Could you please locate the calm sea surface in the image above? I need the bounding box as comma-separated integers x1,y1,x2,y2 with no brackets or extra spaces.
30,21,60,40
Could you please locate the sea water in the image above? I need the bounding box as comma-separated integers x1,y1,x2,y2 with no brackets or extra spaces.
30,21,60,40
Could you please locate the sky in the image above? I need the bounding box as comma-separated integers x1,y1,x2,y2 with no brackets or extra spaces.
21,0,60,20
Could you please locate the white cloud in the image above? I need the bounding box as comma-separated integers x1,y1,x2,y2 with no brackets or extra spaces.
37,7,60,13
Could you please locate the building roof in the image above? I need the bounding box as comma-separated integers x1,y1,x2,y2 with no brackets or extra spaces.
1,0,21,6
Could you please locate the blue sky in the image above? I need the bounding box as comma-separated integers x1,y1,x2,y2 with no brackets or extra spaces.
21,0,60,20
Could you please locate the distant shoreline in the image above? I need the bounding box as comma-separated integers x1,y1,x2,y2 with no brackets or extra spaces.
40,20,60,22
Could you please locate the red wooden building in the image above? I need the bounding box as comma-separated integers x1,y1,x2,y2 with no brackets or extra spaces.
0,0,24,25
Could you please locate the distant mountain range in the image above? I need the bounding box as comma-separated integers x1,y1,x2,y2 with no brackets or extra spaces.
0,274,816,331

Short exercise: Convert the records above into a JSON list of strings, with one string per line and blank lines left out.

Expected answer:
[
  "Could you please locate the calm sea surface in the image above? I need the bounding box as comma-separated integers x1,y1,x2,y2 with no brackets or extra spaces.",
  "30,21,60,40",
  "Could you please locate the sea water in the image above? I need the bounding box as comma-separated integers x1,y1,x2,y2 with no brackets or extra spaces.",
  "30,21,60,40",
  "Could you please locate the sky in the image above? I need the bounding box as comma-separated integers x1,y1,x2,y2 with no brackets or extra spaces.",
  "21,0,60,20",
  "Could you please locate the white cloud in the image above? I need the bounding box as comma-separated integers x1,y1,x2,y2 with no brackets or extra spaces.",
  "37,7,60,13",
  "Could you please locate the building roof in the image above? I need the bounding box as comma-separated integers x1,y1,x2,y2 with no brackets or extra spaces.",
  "1,0,21,6",
  "Could you please locate the blue sky in the image above? I need the bounding box as comma-separated integers x1,y1,x2,y2 with no brackets or extra spaces.",
  "21,0,60,20",
  "Could you please locate the distant shoreline in the image above? I need the bounding box as comma-separated integers x1,y1,x2,y2 with no brackets or extra spaces.",
  "40,20,60,22",
  "Could you please locate the red wooden building in the image above? I need the bounding box as comma-separated integers x1,y1,x2,y2 with no brackets or extra spaces.",
  "0,0,24,25",
  "Could you please locate the distant mountain range in the image above? I need the bounding box as comma-separated integers x1,y1,x2,y2 with no brackets or extra spaces.",
  "0,274,816,331"
]